• Prompt: Can you pull out every line in the entries below that contains the string "item"?

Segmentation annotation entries

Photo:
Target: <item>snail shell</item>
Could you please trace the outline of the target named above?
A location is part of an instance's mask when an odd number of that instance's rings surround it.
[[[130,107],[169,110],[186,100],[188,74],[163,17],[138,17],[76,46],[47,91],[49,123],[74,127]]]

==

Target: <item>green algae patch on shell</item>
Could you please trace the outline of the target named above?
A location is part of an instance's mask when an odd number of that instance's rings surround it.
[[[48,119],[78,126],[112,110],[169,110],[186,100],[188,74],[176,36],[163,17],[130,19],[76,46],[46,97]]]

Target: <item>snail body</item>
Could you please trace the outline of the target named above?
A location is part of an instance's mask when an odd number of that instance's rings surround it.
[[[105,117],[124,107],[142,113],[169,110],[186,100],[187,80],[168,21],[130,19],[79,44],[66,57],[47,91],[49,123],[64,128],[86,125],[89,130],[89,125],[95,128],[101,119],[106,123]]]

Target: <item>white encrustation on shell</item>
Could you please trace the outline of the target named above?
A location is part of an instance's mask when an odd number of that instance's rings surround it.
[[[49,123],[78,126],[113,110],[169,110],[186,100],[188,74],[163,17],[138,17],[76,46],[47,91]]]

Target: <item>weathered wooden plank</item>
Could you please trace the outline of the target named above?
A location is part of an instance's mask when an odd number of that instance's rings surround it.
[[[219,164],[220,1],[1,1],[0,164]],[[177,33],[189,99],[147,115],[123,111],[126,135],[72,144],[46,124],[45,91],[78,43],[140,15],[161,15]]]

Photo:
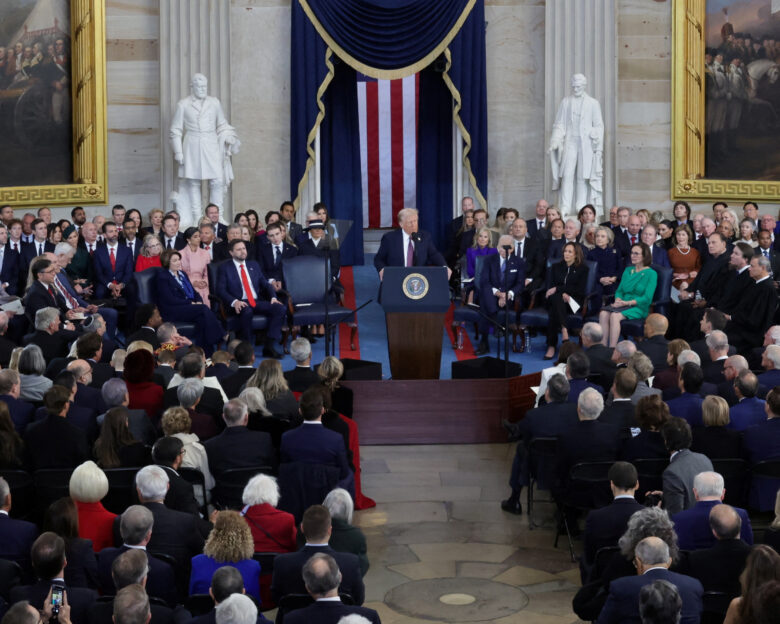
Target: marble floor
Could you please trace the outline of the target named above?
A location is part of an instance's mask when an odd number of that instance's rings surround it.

...

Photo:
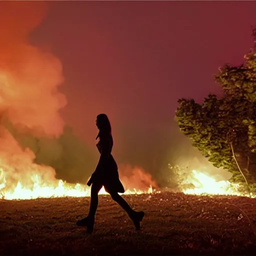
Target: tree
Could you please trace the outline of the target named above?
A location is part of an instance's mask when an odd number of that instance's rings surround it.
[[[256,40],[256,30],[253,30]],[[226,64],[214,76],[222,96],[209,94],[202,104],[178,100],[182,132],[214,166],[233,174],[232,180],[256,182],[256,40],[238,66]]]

• Output below:
Target: <item>snail shell</item>
Target: <item>green algae patch on shell</item>
Target: <item>snail body</item>
Target: <item>white encrustation on shell</item>
Target: <item>weathered wooden plank</item>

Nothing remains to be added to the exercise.